What you return should be the lines of the data containing "below", each in full.

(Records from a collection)
+===+

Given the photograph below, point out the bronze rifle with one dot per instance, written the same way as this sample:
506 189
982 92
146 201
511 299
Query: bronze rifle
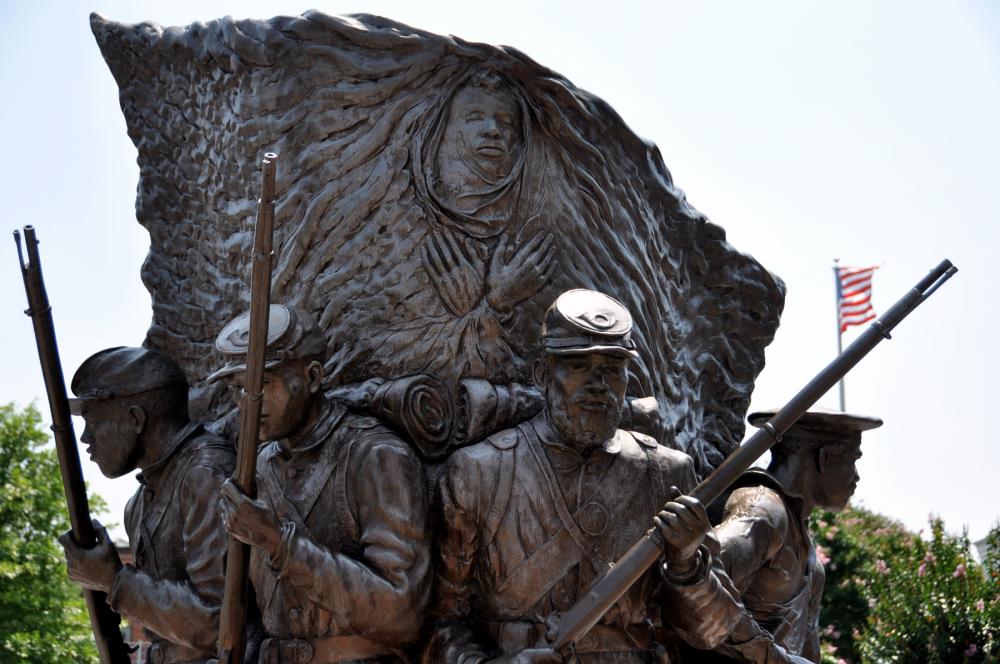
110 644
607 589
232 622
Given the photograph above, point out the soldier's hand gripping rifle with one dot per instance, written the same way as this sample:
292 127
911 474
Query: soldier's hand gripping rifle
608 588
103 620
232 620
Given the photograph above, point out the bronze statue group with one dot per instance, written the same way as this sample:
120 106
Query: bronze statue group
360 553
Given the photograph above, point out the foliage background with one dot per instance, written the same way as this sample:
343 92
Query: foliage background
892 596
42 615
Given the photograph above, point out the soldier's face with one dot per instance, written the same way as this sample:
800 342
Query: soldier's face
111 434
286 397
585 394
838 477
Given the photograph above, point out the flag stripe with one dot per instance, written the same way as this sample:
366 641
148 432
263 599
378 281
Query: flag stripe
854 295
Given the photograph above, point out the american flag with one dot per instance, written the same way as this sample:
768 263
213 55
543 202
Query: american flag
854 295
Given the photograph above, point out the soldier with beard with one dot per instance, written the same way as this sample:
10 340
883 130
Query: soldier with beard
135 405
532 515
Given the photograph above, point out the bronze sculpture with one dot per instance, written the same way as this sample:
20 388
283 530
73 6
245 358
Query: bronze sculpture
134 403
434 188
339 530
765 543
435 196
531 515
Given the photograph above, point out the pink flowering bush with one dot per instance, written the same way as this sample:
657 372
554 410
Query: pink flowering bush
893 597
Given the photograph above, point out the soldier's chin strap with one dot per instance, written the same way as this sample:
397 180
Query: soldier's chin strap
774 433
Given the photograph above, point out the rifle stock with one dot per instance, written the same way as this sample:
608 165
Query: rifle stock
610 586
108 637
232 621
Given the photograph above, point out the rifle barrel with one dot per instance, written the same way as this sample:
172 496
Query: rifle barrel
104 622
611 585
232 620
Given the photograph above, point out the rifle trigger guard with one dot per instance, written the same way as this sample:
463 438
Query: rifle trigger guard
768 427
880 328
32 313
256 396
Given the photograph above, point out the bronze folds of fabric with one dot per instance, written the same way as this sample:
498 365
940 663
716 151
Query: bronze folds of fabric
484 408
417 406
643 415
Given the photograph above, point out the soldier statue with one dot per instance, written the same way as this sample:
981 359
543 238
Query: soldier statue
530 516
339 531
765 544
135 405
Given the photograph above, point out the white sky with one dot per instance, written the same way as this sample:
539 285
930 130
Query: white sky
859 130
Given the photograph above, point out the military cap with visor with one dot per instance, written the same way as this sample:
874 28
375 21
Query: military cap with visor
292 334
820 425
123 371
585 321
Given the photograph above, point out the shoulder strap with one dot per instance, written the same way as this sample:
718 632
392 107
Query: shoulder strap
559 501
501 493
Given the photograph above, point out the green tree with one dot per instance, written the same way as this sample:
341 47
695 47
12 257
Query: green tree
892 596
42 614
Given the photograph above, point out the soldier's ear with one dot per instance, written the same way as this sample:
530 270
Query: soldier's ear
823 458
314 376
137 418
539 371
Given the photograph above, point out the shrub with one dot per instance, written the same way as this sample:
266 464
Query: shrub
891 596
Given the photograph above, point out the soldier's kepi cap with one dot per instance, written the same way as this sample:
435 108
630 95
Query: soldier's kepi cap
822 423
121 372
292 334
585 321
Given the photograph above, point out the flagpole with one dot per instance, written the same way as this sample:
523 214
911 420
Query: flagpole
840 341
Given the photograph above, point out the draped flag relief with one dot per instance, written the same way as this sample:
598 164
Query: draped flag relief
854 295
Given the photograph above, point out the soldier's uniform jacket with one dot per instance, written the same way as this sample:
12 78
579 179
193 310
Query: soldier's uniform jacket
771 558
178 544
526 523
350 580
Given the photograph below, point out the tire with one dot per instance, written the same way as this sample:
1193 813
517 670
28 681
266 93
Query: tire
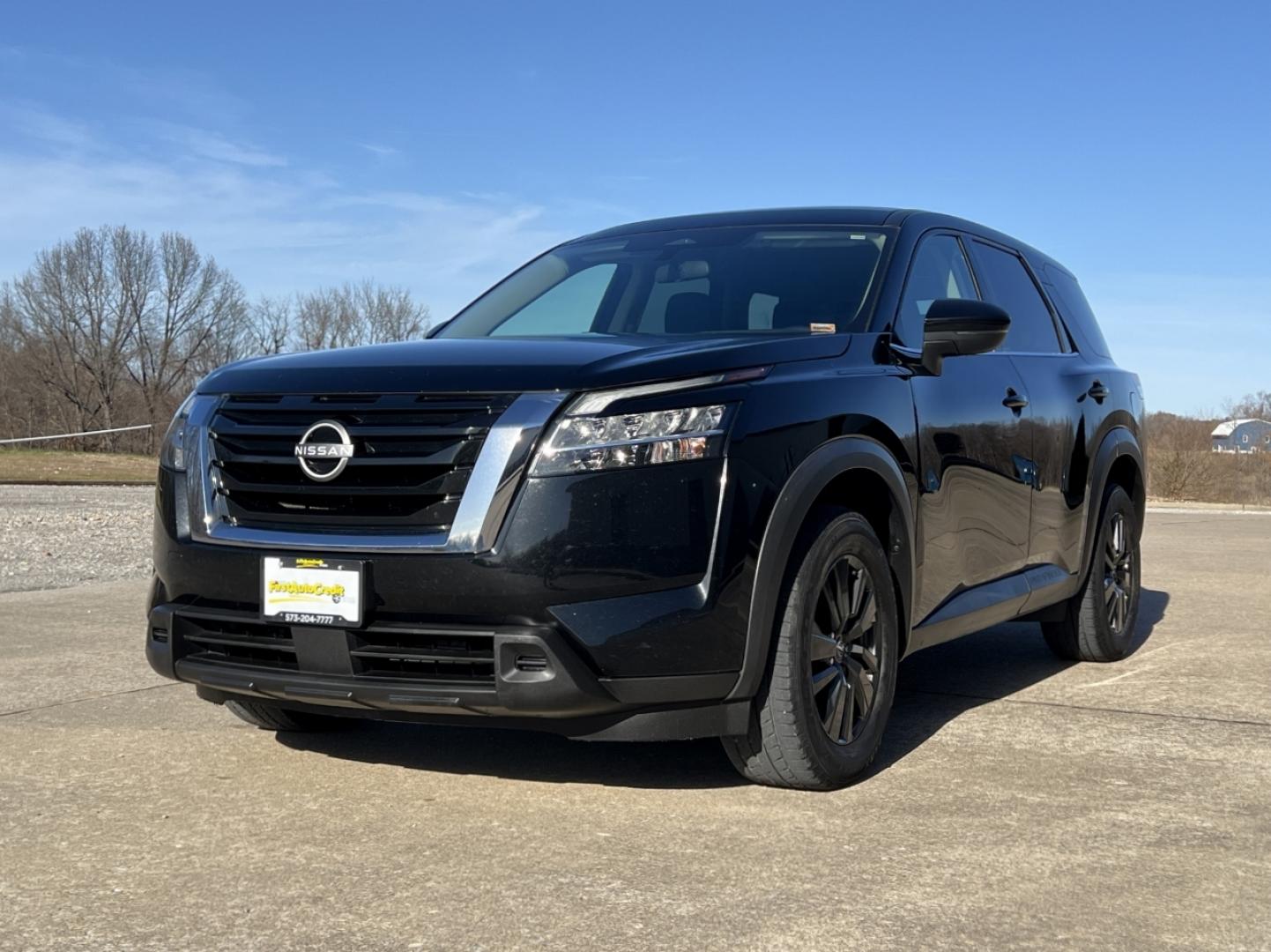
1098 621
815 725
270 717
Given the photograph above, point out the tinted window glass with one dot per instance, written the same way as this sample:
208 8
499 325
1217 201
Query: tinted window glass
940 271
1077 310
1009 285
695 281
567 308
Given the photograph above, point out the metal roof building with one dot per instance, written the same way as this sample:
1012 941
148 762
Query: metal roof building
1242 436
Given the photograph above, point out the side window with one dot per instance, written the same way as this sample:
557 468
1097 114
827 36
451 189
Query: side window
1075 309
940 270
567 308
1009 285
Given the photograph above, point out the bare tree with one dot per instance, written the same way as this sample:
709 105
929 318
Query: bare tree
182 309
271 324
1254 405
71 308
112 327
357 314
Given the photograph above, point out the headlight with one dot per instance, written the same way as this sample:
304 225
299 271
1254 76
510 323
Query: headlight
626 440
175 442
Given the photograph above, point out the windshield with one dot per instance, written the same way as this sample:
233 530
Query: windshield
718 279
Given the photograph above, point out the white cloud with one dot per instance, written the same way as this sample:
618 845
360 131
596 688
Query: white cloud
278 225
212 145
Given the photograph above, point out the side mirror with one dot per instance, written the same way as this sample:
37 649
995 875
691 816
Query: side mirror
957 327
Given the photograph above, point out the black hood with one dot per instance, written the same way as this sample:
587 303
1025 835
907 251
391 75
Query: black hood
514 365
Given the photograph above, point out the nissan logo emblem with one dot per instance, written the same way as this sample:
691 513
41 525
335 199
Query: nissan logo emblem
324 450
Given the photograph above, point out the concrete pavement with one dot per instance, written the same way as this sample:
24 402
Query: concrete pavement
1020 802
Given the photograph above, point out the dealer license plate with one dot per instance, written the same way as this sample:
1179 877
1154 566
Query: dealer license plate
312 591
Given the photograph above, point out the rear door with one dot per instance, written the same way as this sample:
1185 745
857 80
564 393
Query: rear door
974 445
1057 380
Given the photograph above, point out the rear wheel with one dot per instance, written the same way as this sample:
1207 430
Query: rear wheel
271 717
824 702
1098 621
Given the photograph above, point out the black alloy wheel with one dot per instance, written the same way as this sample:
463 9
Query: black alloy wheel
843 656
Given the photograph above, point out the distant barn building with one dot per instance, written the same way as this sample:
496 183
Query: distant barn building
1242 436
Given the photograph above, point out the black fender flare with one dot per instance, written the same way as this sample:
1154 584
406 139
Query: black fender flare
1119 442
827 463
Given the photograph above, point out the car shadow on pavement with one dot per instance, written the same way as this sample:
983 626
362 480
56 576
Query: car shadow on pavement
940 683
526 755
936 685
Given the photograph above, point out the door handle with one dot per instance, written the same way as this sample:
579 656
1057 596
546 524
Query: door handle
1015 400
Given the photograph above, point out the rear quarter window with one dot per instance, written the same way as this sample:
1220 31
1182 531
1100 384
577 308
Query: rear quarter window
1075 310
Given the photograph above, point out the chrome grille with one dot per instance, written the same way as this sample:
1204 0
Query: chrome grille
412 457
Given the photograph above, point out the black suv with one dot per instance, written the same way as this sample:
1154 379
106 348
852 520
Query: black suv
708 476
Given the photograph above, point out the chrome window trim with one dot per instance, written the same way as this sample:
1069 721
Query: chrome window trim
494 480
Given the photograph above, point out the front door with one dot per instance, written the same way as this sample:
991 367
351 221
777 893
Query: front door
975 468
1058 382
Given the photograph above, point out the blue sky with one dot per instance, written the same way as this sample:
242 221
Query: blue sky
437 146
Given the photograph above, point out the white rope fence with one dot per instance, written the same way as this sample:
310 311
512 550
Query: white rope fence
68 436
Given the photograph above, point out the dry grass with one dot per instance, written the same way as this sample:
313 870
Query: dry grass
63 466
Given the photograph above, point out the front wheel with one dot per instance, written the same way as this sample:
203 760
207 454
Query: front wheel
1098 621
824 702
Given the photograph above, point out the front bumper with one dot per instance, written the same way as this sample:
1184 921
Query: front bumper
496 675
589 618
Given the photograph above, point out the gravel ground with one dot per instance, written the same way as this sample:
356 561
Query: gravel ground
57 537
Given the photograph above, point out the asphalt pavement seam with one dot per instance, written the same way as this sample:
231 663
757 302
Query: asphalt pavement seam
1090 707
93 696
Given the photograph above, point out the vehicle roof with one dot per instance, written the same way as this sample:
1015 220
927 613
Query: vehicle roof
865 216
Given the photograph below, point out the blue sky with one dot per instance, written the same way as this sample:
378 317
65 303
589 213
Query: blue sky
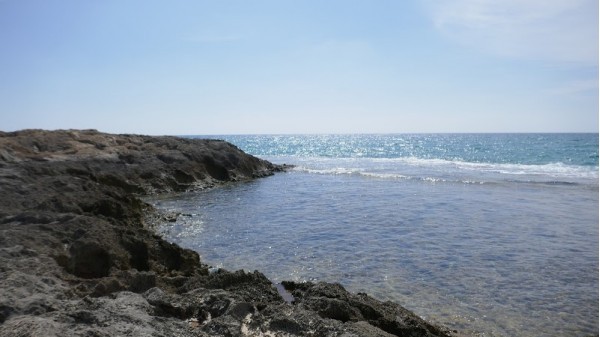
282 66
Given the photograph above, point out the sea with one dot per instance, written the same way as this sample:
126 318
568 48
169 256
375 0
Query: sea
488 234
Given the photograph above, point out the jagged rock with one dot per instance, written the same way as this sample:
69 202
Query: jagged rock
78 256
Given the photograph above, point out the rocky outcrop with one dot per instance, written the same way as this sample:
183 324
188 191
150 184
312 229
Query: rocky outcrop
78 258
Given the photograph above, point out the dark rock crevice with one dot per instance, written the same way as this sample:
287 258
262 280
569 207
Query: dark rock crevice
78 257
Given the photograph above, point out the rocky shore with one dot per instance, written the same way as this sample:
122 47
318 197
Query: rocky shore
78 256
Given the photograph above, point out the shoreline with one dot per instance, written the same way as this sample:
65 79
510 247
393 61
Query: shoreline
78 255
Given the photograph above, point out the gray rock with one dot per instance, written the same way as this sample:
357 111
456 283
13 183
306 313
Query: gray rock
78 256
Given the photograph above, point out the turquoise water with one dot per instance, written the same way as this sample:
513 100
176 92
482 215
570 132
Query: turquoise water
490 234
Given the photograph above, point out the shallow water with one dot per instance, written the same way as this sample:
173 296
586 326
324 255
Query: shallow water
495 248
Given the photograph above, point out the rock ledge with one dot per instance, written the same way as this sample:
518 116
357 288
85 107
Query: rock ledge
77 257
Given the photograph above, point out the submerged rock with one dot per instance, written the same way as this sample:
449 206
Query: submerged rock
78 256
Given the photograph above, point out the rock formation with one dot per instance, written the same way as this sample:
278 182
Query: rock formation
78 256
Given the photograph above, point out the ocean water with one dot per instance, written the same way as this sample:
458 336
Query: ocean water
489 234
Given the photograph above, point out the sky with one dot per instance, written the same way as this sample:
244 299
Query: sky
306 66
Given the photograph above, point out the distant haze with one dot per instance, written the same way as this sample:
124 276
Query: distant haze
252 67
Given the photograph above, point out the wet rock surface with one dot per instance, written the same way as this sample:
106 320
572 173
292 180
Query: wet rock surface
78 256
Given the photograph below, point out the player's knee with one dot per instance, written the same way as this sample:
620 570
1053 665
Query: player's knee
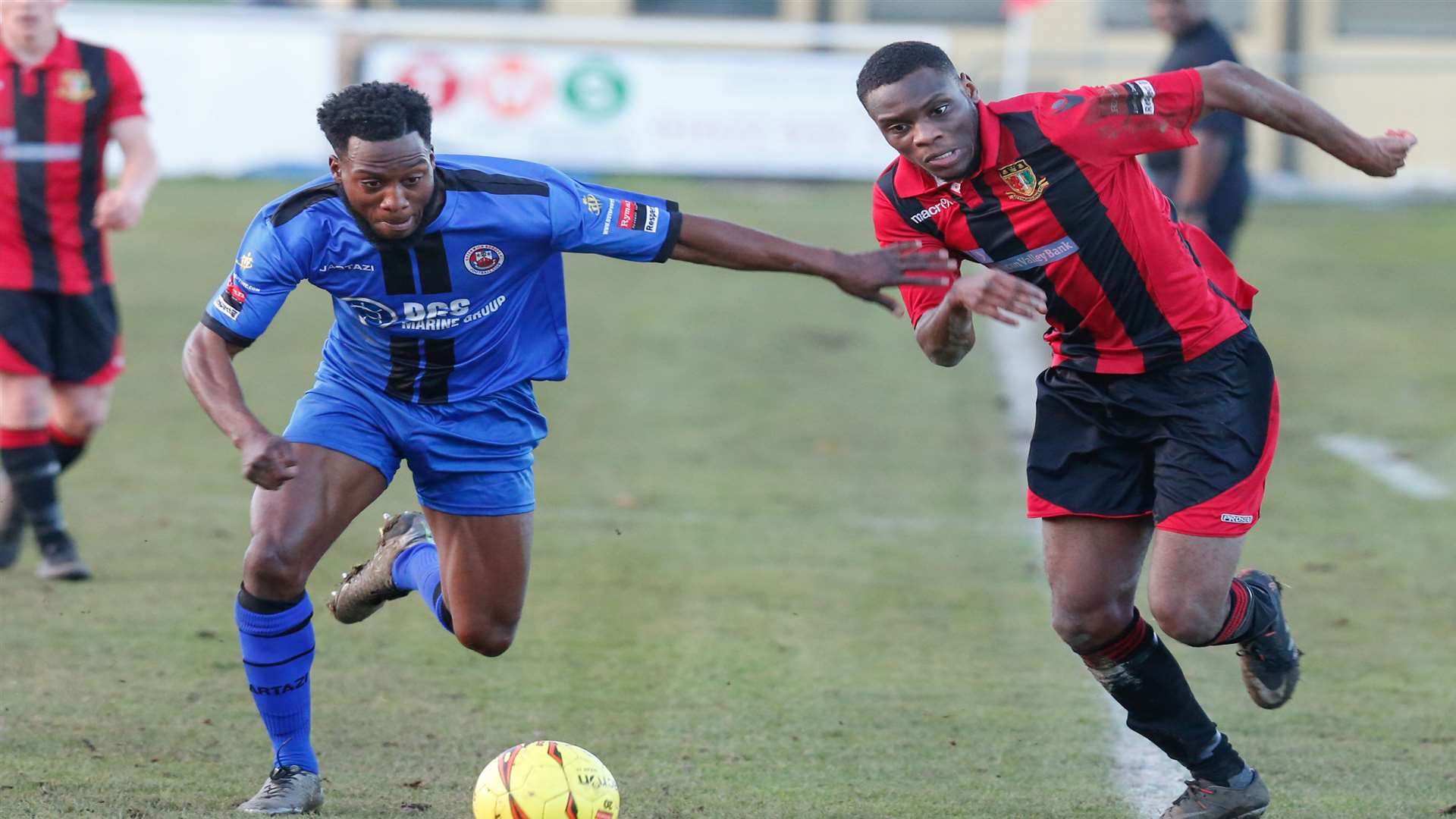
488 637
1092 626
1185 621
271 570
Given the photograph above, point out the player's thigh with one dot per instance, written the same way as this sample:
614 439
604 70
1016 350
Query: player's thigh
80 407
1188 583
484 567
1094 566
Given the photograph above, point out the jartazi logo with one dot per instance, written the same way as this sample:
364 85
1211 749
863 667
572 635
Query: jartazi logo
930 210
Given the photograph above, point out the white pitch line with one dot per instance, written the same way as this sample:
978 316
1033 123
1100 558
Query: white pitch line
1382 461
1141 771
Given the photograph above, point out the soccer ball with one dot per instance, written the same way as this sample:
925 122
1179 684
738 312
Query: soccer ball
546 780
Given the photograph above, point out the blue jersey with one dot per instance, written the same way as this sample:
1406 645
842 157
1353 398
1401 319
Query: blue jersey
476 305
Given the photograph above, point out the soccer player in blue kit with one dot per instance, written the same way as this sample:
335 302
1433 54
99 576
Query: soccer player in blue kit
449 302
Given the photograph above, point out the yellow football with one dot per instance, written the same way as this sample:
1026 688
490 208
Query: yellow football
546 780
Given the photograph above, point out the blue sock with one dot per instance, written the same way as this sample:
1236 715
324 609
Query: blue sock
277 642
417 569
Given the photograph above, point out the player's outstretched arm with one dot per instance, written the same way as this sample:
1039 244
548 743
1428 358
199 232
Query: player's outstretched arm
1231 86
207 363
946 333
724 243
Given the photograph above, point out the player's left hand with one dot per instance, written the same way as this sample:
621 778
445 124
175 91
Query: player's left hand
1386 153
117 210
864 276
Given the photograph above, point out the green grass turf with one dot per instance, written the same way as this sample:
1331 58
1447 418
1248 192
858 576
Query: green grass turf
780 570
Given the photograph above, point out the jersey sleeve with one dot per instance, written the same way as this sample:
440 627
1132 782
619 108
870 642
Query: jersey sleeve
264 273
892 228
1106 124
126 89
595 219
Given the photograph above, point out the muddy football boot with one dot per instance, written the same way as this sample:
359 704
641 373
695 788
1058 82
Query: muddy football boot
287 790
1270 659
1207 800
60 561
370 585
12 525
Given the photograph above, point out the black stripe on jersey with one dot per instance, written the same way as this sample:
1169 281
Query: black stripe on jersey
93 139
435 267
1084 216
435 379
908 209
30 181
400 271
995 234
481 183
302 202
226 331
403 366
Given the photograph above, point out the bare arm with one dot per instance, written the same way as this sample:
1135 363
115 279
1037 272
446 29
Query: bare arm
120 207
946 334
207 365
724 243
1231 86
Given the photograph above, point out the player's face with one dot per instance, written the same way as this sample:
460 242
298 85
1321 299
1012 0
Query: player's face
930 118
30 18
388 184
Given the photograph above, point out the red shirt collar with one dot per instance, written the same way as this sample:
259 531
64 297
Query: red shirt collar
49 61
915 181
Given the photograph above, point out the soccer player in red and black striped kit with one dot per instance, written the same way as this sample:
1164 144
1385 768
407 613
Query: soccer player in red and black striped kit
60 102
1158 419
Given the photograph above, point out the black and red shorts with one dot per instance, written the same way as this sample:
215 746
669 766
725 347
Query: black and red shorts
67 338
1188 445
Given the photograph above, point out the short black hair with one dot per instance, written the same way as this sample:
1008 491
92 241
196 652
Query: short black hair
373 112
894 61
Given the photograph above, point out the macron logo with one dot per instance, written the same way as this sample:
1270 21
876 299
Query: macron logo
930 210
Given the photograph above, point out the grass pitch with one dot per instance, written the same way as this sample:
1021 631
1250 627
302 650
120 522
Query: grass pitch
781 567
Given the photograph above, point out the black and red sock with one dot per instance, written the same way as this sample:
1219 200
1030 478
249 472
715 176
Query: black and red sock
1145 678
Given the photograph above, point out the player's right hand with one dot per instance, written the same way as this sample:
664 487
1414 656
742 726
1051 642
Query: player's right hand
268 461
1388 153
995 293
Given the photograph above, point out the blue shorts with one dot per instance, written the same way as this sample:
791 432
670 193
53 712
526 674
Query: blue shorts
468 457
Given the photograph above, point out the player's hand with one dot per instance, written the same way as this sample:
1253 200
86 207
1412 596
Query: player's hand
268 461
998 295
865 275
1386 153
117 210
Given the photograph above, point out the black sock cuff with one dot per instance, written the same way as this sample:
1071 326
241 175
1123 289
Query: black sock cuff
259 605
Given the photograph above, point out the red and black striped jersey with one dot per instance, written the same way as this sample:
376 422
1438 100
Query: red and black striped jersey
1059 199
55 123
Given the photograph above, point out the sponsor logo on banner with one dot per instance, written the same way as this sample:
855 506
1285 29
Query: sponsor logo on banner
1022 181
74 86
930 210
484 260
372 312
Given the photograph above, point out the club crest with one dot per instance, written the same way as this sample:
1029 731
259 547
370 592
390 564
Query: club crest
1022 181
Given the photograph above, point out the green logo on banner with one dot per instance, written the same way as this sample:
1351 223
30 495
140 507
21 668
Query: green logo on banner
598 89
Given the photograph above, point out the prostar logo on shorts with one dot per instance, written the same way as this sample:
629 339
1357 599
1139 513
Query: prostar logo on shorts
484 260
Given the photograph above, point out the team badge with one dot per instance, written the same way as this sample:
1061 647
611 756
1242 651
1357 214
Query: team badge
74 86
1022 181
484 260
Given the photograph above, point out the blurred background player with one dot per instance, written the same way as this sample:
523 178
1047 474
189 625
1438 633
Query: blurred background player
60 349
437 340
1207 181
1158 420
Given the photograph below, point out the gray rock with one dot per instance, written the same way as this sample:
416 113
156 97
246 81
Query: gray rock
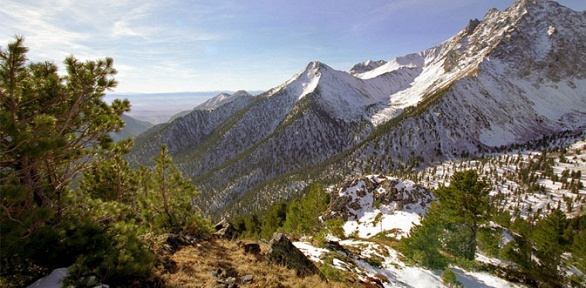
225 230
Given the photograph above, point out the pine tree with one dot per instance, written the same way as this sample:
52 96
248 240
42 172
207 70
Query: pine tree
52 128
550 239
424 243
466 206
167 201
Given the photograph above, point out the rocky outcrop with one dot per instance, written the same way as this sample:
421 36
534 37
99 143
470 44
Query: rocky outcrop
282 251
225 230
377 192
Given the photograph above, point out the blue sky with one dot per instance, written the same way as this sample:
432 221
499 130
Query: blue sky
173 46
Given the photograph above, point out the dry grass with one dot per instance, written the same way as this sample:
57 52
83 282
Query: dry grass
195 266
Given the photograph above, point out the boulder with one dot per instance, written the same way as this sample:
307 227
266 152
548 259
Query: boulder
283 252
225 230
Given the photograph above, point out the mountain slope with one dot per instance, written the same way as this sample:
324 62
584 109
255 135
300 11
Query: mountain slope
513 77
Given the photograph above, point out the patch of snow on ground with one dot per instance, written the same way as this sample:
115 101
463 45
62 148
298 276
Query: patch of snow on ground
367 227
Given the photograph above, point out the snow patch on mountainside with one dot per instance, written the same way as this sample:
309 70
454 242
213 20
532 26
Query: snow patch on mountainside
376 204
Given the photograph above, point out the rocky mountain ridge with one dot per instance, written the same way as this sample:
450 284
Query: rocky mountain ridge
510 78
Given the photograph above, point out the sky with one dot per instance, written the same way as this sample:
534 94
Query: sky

+===+

- **RESPONSE**
Given the photograph below, point out the bronze rifle with one dot per instance, written the same way as this sample:
Given the photograph below, point out the tire with one dot per instance, written the same way as this sample:
Given the photograph below, point out the blue sky with one dot per instance, written the same way as this sample:
Given the photograph below, point out the player's knee with one dot per instance, written the same way as this sample:
Given the photograph below, point out the gray rock with one dot per instance, written the same way as this sample:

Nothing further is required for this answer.